# WHAT THE TASK REQUIRES
Say how many lines of the records include the string "dense". Nothing else belongs in the answer.

# RECORDS
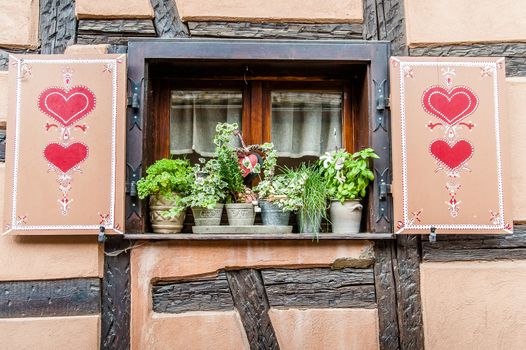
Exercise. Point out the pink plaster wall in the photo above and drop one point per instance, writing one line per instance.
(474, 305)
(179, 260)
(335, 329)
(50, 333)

* * *

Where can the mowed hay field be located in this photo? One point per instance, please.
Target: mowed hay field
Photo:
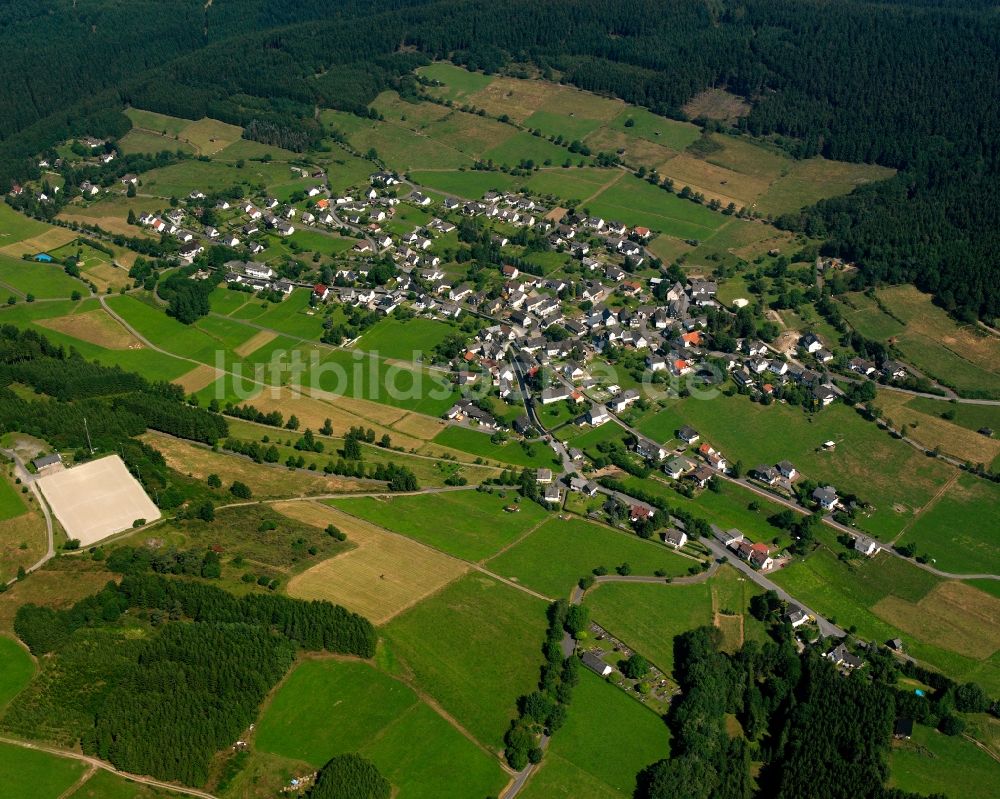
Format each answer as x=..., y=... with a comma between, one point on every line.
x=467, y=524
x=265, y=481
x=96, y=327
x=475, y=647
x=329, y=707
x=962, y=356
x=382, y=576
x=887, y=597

...

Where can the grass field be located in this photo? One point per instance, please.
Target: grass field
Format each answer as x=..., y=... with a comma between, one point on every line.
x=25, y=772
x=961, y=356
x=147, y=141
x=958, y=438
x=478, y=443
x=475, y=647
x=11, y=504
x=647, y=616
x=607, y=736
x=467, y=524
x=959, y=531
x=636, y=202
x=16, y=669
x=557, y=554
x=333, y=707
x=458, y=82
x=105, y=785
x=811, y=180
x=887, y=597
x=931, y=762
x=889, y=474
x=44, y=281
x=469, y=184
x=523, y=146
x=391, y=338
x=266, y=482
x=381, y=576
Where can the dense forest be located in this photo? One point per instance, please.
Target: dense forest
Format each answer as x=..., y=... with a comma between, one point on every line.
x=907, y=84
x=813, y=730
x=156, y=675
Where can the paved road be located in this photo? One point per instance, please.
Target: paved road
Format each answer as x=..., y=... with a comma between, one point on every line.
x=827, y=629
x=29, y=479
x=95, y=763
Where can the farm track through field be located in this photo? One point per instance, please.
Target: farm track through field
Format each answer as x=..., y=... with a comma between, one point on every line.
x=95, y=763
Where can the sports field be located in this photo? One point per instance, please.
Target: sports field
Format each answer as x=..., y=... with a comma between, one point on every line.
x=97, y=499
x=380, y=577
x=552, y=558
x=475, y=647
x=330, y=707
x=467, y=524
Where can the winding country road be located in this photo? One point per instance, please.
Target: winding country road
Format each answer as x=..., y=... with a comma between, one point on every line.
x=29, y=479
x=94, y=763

# ANSWER SECTION
2